DOCUMENT TEXT:

######

For those of you who are self-employed it is important that you save for your own retirement. Building a business is hard work. For business owners who work solo, or who have a spouse and/or a partner in the business with them, a Solo 401(k) may be the right option. Here are five reasons to consider a Solo 401(k).
High maximum contributions
For 2022 the maximum contribution limits are $61,000 and $67,500 for those who will be 50 or over in 2022. For 2023 these limits increase to $66,000 and $73,500. This includes the regular employee 401(k) contribution limits for 2022 of $20,500 and $27,000 for those 50 and over. For 2023 these contribution limits increase to $22.500 and $30,000, plus the employer-funded profit sharing component in both years.
The profit sharing portion can range up to 25% of income, though sole proprietors may be limited to 20% due to the nature of the calculation used to determine their contributions. Check with your financial or tax advisor as to how much you will be able to contribute.
Investment flexibility
A Solo 401(k) can be opened at many popular custodians such as Schwab, Fidelity, Vanguard, T. Rowe Price, and many others. Some self-directed retirement account platforms allow Solo 401(k)s as well. Just like an IRA or a SEP-IRA, you can invest in a range of investment options such as mutual funds, ETFs, closed-end funds, individual stocks and bonds or any other investment vehicle that is offered by the custodian that isn’t prohibited by 401(k) rules.

######

STORED ROWS:

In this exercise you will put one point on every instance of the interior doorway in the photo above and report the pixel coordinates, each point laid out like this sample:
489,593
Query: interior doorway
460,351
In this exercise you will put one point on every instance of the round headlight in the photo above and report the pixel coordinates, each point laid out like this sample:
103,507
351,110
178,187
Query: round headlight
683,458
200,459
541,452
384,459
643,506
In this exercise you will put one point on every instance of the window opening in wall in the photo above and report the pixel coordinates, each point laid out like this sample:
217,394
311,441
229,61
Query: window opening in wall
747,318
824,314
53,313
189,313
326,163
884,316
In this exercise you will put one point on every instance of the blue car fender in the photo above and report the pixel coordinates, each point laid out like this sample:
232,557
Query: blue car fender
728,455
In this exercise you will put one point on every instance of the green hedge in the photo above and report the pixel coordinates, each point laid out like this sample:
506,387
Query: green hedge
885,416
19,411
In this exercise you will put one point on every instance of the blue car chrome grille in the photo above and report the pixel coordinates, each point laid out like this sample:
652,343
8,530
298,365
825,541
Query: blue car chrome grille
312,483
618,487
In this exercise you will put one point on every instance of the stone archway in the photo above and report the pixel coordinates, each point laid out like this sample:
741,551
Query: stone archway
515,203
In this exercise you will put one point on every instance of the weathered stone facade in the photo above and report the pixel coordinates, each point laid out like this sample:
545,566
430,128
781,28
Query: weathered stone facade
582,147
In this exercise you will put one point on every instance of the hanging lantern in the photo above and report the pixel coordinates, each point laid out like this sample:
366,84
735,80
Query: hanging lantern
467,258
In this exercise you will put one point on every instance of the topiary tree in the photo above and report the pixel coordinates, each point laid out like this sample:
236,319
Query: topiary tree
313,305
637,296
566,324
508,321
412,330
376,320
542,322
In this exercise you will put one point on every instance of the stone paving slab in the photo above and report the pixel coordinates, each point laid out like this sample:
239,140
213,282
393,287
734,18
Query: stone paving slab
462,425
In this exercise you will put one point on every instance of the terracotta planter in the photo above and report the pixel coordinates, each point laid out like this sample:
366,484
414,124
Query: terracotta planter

######

EXERCISE INSTRUCTIONS:
1. Reproduce, word for word, the stretch of the Solo 401(k) text from "For those of" through "in both years.".
2. Extend the text on Solo 401(k) plans, starting after its final sentence.

RESULTS FOR THE EXERCISE:
1.
For those of you who are self-employed it is important that you save for your own retirement. Building a business is hard work. For business owners who work solo, or who have a spouse and/or a partner in the business with them, a Solo 401(k) may be the right option. Here are five reasons to consider a Solo 401(k).
High maximum contributions
For 2022 the maximum contribution limits are $61,000 and $67,500 for those who will be 50 or over in 2022. For 2023 these limits increase to $66,000 and $73,500. This includes the regular employee 401(k) contribution limits for 2022 of $20,500 and $27,000 for those 50 and over. For 2023 these contribution limits increase to $22.500 and $30,000, plus the employer-funded profit sharing component in both years.

2.
Contribution flexibility
While the high maximum contributions are an advantage for those self-employed individuals with the income and cash-flow to afford them, there is no requirement for you to make a contribution. You can skip a year if need be.
Another form of contribution flexibility is the ability to make the employee contributions up to the maximum as long as you earn enough. Contrast this to a SEP-IRA where the contribution limit is a maximum of 25% of your income. Your contribution amount could be much lower in years when your self-employment income is lower than normal. As long as you have the cash to make the contribution, the Solo 401(k) would generally allow a larger contribution at lower levels of income than a SEP-IRA.
Easy to open and maintain
Most major custodians and brokerage firms welcome these accounts and make the process of opening and funding your account easy. Generally these firms use a prototype plan and there are very few regulatory or administrative requirements until your account balance reaches the $250,000 level.
Roth options are available
Depending upon the custodian you select, a Solo Roth 401(k) option might be available to you. Just like a 401(k) plan with an employer, the Solo Roth 401(k) option allows larger Roth contributions than the Roth IRA limits. For those whose income is too high for a Roth IRA, the Roth Solo 401(k) can be a good option.
If you are interested in opening a Solo 401(k) here are a few things to keep in mind:
- In order to contribute to a Solo 401(k) for the current year the account must be opened by December 31. Contributions can generally be made up to the filing date, including extensions, for the business. It’s best to check with your tax or financial advisor regarding the latest date for contributions.
- A Solo 401(k) only works for you, a partner, and/or a spouse. If you have employees this is not the vehicle for you. Check with your financial advisor or prospective custodian for more on this.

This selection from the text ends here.